- [TRY IT]
Records follow. Print exactly the lines from the one that has "Place a point on each instance of the forest" through the one that has "Place a point on each instance of the white kitchen", inclusive, and omit the pictures.
** RECORDS SUPPLIED follows **
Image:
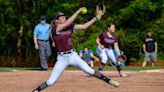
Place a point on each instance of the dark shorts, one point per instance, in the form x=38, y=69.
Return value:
x=150, y=55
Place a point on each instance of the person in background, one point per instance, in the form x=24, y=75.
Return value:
x=105, y=41
x=41, y=41
x=88, y=57
x=149, y=48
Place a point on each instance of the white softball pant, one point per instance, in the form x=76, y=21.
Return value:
x=64, y=60
x=106, y=53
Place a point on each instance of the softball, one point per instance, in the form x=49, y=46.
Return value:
x=84, y=11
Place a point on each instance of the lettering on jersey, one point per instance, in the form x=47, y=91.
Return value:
x=109, y=40
x=148, y=39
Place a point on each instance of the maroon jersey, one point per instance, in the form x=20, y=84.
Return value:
x=108, y=40
x=63, y=38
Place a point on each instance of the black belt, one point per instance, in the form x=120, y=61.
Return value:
x=67, y=52
x=44, y=40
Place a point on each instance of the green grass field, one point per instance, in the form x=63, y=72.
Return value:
x=130, y=68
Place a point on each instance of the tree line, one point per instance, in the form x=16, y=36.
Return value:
x=131, y=17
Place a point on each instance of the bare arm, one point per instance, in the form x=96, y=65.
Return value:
x=70, y=20
x=86, y=25
x=116, y=47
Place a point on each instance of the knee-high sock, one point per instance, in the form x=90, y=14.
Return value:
x=101, y=66
x=42, y=86
x=119, y=68
x=101, y=76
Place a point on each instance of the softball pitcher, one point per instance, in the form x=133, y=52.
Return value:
x=62, y=37
x=105, y=42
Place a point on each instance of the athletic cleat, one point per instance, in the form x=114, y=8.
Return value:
x=114, y=83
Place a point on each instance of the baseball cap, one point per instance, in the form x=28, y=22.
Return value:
x=58, y=14
x=42, y=17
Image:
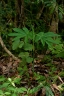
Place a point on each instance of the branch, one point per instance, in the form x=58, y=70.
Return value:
x=7, y=51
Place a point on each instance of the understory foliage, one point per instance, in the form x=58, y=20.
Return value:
x=33, y=30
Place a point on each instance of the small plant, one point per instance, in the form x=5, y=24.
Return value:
x=8, y=88
x=26, y=41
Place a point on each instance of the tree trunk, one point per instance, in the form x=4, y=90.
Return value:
x=19, y=18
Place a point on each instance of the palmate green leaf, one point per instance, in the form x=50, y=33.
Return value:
x=51, y=34
x=24, y=55
x=15, y=44
x=21, y=35
x=51, y=40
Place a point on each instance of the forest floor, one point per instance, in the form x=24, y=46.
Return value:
x=48, y=68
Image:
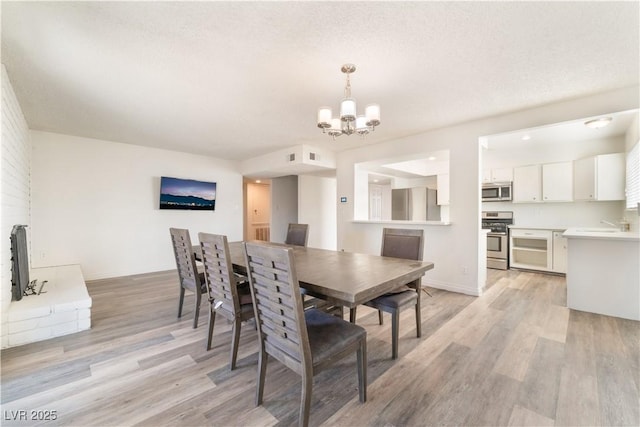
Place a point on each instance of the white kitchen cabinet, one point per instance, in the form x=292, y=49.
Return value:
x=600, y=177
x=559, y=252
x=557, y=182
x=527, y=184
x=531, y=249
x=443, y=189
x=497, y=175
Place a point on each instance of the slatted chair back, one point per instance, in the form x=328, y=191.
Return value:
x=185, y=259
x=218, y=270
x=278, y=305
x=187, y=272
x=297, y=234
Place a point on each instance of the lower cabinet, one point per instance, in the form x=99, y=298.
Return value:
x=537, y=249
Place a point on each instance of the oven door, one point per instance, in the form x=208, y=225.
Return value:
x=497, y=246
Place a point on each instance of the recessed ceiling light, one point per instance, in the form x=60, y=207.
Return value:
x=598, y=123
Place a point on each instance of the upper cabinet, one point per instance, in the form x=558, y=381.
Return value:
x=526, y=184
x=600, y=177
x=557, y=182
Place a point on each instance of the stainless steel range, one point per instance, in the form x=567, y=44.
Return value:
x=498, y=238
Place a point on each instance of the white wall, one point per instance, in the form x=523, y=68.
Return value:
x=632, y=137
x=284, y=206
x=317, y=207
x=456, y=249
x=14, y=188
x=95, y=203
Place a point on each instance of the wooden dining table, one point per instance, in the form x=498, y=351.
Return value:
x=342, y=278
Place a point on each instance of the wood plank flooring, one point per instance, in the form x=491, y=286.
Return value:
x=515, y=356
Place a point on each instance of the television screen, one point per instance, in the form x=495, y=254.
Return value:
x=176, y=193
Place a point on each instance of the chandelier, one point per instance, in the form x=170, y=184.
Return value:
x=348, y=122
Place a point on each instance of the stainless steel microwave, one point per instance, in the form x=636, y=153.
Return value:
x=497, y=192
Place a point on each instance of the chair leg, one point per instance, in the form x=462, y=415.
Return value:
x=197, y=310
x=237, y=325
x=395, y=325
x=305, y=404
x=180, y=301
x=362, y=370
x=418, y=317
x=212, y=321
x=262, y=370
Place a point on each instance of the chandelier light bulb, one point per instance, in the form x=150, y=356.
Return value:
x=348, y=122
x=324, y=117
x=372, y=112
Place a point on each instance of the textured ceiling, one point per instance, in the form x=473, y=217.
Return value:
x=240, y=79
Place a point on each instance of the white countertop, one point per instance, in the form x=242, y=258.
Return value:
x=601, y=233
x=536, y=227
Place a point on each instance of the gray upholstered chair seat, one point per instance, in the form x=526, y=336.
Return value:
x=306, y=341
x=396, y=300
x=329, y=335
x=405, y=244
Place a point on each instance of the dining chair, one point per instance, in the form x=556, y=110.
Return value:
x=188, y=274
x=304, y=341
x=227, y=296
x=406, y=244
x=297, y=234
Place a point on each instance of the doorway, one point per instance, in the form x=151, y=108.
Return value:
x=258, y=213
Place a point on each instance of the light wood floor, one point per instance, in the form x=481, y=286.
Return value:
x=515, y=356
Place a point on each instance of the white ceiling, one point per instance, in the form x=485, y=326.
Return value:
x=241, y=79
x=561, y=133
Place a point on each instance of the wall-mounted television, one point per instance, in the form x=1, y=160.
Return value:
x=187, y=194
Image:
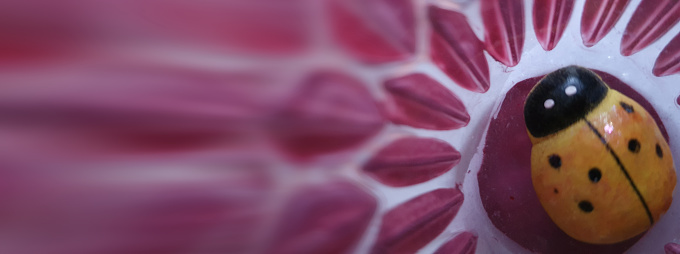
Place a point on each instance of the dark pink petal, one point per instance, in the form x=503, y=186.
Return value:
x=550, y=19
x=457, y=50
x=374, y=31
x=463, y=243
x=504, y=178
x=325, y=218
x=412, y=160
x=599, y=17
x=504, y=29
x=419, y=101
x=413, y=224
x=668, y=61
x=672, y=248
x=651, y=20
x=329, y=112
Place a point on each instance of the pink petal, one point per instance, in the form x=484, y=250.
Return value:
x=107, y=110
x=457, y=51
x=463, y=243
x=651, y=20
x=504, y=178
x=329, y=112
x=599, y=17
x=504, y=29
x=325, y=218
x=672, y=248
x=261, y=26
x=374, y=31
x=419, y=101
x=550, y=19
x=668, y=61
x=131, y=207
x=413, y=224
x=412, y=160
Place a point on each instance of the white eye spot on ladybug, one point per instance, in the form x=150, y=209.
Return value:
x=549, y=103
x=570, y=90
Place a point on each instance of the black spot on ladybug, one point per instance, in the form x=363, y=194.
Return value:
x=594, y=175
x=555, y=161
x=572, y=91
x=585, y=206
x=627, y=107
x=634, y=146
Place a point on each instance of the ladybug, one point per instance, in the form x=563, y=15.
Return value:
x=600, y=166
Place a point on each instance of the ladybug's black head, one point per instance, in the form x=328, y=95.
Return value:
x=562, y=98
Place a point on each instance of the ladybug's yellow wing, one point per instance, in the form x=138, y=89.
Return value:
x=636, y=139
x=585, y=194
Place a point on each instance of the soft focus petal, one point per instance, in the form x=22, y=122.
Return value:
x=550, y=19
x=599, y=17
x=419, y=101
x=457, y=51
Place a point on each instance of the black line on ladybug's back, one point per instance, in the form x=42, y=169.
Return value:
x=623, y=169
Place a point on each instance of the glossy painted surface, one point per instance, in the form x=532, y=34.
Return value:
x=550, y=19
x=612, y=195
x=505, y=186
x=642, y=31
** End of RECORDS SUPPLIED **
- [WRITTEN SOLUTION]
Place a point on each instance of the forest floor, one point per instance, in the form x=24, y=46.
Return value:
x=48, y=68
Image:
Place a point on each instance of the white kitchen cabinet, one point per instance, in the form x=292, y=49.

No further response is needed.